Convert the listing below into a JSON list of strings, with one string per line and no blank lines.

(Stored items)
---

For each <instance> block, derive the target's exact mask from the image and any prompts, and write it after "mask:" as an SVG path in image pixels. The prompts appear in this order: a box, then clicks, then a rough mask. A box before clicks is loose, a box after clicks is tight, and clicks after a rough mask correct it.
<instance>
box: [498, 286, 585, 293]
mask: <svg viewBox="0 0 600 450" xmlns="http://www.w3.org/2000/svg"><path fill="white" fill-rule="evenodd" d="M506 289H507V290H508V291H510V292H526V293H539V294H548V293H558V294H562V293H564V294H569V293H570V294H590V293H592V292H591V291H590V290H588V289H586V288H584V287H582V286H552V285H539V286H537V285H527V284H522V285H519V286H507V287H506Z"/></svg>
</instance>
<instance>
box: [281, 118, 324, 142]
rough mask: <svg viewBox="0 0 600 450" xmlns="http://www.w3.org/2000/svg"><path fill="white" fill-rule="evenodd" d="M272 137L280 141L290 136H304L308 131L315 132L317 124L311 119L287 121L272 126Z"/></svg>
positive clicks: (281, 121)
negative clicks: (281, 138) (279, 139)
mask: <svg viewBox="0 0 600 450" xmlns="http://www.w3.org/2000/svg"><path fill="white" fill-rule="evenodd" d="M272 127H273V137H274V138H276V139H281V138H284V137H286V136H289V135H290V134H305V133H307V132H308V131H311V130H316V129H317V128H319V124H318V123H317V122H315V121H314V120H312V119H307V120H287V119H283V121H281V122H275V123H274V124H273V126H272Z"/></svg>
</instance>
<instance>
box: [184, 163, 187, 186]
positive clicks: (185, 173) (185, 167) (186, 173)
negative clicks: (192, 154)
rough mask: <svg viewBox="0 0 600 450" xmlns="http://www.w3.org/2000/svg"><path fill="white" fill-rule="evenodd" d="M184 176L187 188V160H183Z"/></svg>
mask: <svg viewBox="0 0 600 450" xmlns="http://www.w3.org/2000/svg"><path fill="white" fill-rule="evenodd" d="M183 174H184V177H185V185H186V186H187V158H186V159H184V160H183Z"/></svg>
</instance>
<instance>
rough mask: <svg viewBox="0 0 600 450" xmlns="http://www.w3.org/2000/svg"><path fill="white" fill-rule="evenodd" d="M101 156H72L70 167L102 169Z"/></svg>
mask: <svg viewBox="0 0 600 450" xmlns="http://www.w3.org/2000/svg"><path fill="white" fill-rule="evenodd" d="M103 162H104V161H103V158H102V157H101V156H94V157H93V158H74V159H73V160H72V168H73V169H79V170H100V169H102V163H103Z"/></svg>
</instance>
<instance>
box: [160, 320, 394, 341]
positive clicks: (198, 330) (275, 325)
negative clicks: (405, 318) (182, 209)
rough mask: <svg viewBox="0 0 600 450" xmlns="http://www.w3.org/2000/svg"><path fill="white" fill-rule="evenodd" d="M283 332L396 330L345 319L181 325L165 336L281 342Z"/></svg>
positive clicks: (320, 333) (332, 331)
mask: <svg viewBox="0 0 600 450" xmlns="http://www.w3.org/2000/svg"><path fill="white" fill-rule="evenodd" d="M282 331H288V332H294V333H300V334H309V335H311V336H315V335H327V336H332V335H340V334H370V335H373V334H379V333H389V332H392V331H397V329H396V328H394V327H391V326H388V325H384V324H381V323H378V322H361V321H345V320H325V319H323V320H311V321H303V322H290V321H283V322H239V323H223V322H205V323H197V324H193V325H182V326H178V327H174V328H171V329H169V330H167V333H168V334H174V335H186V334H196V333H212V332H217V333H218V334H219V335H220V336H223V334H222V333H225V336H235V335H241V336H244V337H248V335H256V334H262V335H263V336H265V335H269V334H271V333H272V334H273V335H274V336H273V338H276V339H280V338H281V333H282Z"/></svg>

---

### [Solution to this task]
[
  "For each <instance> block, derive the target's exact mask from the image and any prompts, and write it after \"mask:\" as an SVG path in image pixels. The prompts appear in this order: a box, then clicks, then a rough mask. A box before clicks is loose, a box after clicks is tight, and clicks after a rough mask correct it.",
  "<instance>",
  "box: [498, 286, 585, 293]",
  "mask: <svg viewBox=\"0 0 600 450\" xmlns=\"http://www.w3.org/2000/svg\"><path fill=\"white\" fill-rule=\"evenodd\" d=\"M506 289H507V290H508V291H510V292H526V293H539V294H548V293H558V294H562V293H564V294H569V293H570V294H590V293H592V292H591V291H590V290H588V289H586V288H584V287H582V286H552V285H539V286H537V285H527V284H522V285H519V286H507V287H506Z\"/></svg>",
  "</instance>",
  "<instance>",
  "box: [281, 118, 324, 142]",
  "rough mask: <svg viewBox=\"0 0 600 450\" xmlns=\"http://www.w3.org/2000/svg\"><path fill=\"white\" fill-rule=\"evenodd\" d=\"M272 137L280 141L290 136H304L308 131L315 132L317 124L311 119L287 121L272 126Z\"/></svg>",
  "positive clicks: (281, 121)",
  "negative clicks: (281, 138) (279, 139)",
  "mask: <svg viewBox=\"0 0 600 450\" xmlns=\"http://www.w3.org/2000/svg\"><path fill=\"white\" fill-rule=\"evenodd\" d=\"M272 127H273V137H274V138H276V139H281V138H284V137H286V136H289V135H290V134H305V133H307V132H308V131H311V130H316V129H317V128H319V124H318V123H317V122H315V121H314V120H312V119H307V120H287V119H283V121H281V122H275V123H274V124H273V126H272Z\"/></svg>",
  "</instance>",
  "<instance>",
  "box: [184, 163, 187, 186]",
  "positive clicks: (185, 173) (185, 167) (186, 173)",
  "negative clicks: (192, 154)",
  "rough mask: <svg viewBox=\"0 0 600 450\" xmlns=\"http://www.w3.org/2000/svg\"><path fill=\"white\" fill-rule=\"evenodd\" d=\"M184 176L187 188V160H183Z\"/></svg>",
  "mask: <svg viewBox=\"0 0 600 450\" xmlns=\"http://www.w3.org/2000/svg\"><path fill=\"white\" fill-rule=\"evenodd\" d=\"M183 174H184V177H185V185H186V186H187V158H186V159H184V160H183Z\"/></svg>",
  "</instance>",
  "<instance>",
  "rough mask: <svg viewBox=\"0 0 600 450\" xmlns=\"http://www.w3.org/2000/svg\"><path fill=\"white\" fill-rule=\"evenodd\" d=\"M101 156H72L70 167L102 169Z\"/></svg>",
  "mask: <svg viewBox=\"0 0 600 450\" xmlns=\"http://www.w3.org/2000/svg\"><path fill=\"white\" fill-rule=\"evenodd\" d=\"M103 162H104V161H103V158H102V157H101V156H94V157H93V158H74V159H73V160H72V168H73V169H79V170H100V169H102V163H103Z\"/></svg>",
  "</instance>",
  "<instance>",
  "box: [160, 320, 394, 341]",
  "positive clicks: (198, 330) (275, 325)",
  "negative clicks: (405, 318) (182, 209)",
  "rough mask: <svg viewBox=\"0 0 600 450\" xmlns=\"http://www.w3.org/2000/svg\"><path fill=\"white\" fill-rule=\"evenodd\" d=\"M283 332L396 330L345 319L181 325L165 336L281 342Z\"/></svg>",
  "positive clicks: (320, 333) (332, 331)",
  "mask: <svg viewBox=\"0 0 600 450\" xmlns=\"http://www.w3.org/2000/svg\"><path fill=\"white\" fill-rule=\"evenodd\" d=\"M282 331H288V332H294V333H300V334H309V335H311V336H315V335H327V336H332V335H340V334H370V335H373V334H379V333H389V332H392V331H397V329H396V328H394V327H391V326H388V325H384V324H381V323H378V322H361V321H345V320H325V319H323V320H311V321H303V322H290V321H283V322H239V323H223V322H205V323H197V324H193V325H182V326H178V327H174V328H171V329H169V330H167V333H168V334H174V335H186V334H196V333H212V332H217V333H218V334H219V335H220V336H223V334H222V333H225V336H235V335H241V336H244V337H248V335H256V334H262V335H263V336H265V335H269V334H271V333H272V334H273V335H274V336H273V338H276V339H280V338H281V333H282Z\"/></svg>"
]